Stated task
Write out the lines starting with the line with "Habitat-census task: mark the pink" and going on through the line with "point(442, 555)", leaving the pictures out of your answer.

Data for the task
>> start

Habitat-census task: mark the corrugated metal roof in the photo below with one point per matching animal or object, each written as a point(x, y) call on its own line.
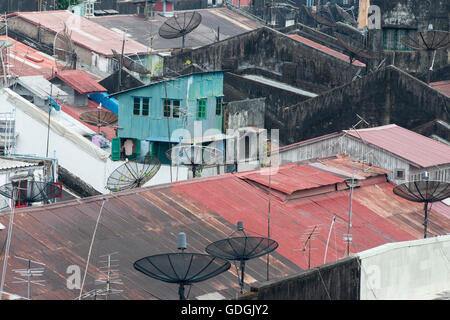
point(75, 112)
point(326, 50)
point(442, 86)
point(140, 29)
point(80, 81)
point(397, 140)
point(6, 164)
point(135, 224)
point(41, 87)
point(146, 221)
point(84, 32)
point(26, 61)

>> end
>> start

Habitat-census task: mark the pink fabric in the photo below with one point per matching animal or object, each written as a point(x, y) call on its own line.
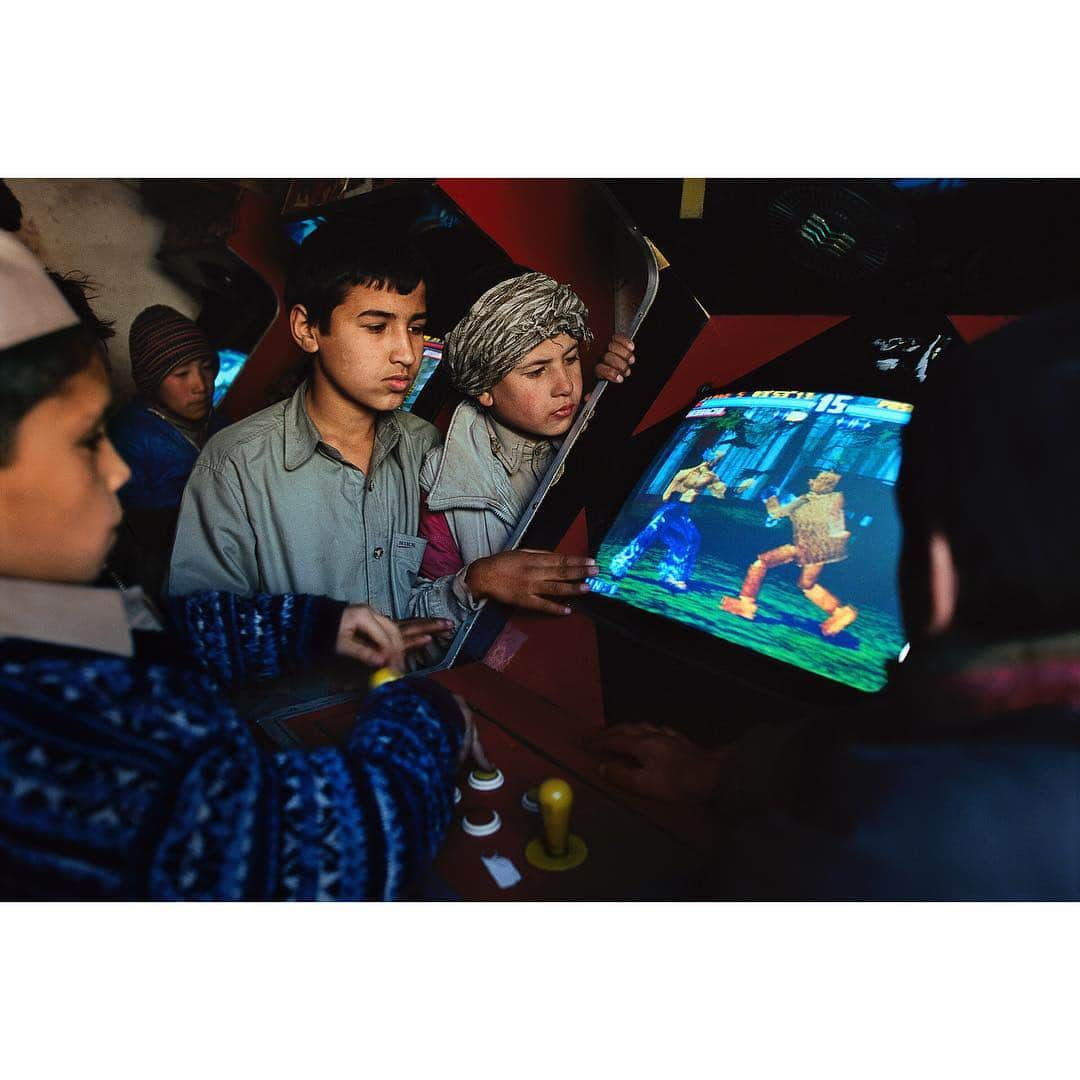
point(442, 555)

>> end

Answer
Habitat-census task: mark the pink fabric in the photo below with one point per matching animal or object, each written as a point(x, y) call on its own line.
point(442, 555)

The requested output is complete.